What to work on →
Reproduce word for word the entries below, from the line containing "Please put a marker on the closed" through the final line of the entries, both included.

Dataset entries →
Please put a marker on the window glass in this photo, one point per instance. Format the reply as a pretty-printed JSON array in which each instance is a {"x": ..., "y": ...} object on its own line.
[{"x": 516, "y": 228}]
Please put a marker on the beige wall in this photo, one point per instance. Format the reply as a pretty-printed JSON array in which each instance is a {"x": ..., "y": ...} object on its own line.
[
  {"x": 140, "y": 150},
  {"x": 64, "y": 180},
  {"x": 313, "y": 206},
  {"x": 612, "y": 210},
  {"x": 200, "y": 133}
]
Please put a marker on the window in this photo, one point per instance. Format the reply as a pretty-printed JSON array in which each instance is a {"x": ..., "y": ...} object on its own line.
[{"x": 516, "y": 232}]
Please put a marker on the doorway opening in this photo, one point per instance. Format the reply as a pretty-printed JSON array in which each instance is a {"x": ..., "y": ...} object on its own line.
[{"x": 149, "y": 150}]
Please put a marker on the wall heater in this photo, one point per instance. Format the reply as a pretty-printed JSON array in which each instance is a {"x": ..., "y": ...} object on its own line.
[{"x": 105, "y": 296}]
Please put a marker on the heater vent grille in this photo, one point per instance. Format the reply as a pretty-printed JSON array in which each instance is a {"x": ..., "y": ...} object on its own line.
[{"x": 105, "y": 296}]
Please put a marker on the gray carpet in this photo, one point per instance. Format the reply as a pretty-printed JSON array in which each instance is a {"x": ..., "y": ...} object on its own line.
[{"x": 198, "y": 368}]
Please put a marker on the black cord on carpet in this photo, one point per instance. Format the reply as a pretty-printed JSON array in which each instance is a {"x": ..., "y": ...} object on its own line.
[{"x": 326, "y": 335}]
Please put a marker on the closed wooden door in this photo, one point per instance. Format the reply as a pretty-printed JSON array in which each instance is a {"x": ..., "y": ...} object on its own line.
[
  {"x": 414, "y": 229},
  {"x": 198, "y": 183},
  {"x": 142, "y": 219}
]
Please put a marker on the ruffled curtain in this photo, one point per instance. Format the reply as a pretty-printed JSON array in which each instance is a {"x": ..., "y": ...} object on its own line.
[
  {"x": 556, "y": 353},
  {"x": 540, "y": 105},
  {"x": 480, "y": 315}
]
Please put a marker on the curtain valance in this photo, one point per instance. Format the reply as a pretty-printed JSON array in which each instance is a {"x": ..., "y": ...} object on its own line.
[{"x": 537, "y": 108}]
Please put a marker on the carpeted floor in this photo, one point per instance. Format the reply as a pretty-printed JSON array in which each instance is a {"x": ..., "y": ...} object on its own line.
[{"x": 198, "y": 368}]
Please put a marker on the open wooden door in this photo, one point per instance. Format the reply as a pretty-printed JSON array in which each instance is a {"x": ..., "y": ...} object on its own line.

Task result →
Please put a marker on the closed wooden door in this photo, one point per instance. Format the reply as a pretty-printed JSON array in which each instance is a {"x": ..., "y": ...} object on its own line.
[
  {"x": 414, "y": 229},
  {"x": 198, "y": 183},
  {"x": 142, "y": 219}
]
Please put a marker on the ruffled curtain in this photo, one point per instance. Format the reply as a pretty-printed JSON array in which each instance is a {"x": ..., "y": ...} object on its own line.
[
  {"x": 556, "y": 353},
  {"x": 540, "y": 105},
  {"x": 480, "y": 315}
]
Please put a marker on the curtain valance in this photo, one point per instance. Format the reply as a pretty-printed JSON array in which each instance is a {"x": ..., "y": ...} object on its own line.
[{"x": 537, "y": 108}]
Please put a marker on the carpeted floor in this photo, one point per instance. Format the reply as a pretty-printed JSON array in which each instance is a {"x": ..., "y": ...} object on its own line.
[{"x": 198, "y": 368}]
Please put a marker on the open wooden door in this photo, one point per instance. Format the reply as a pretty-printed JSON array in which each instance is a {"x": ..., "y": ...} object on its own line.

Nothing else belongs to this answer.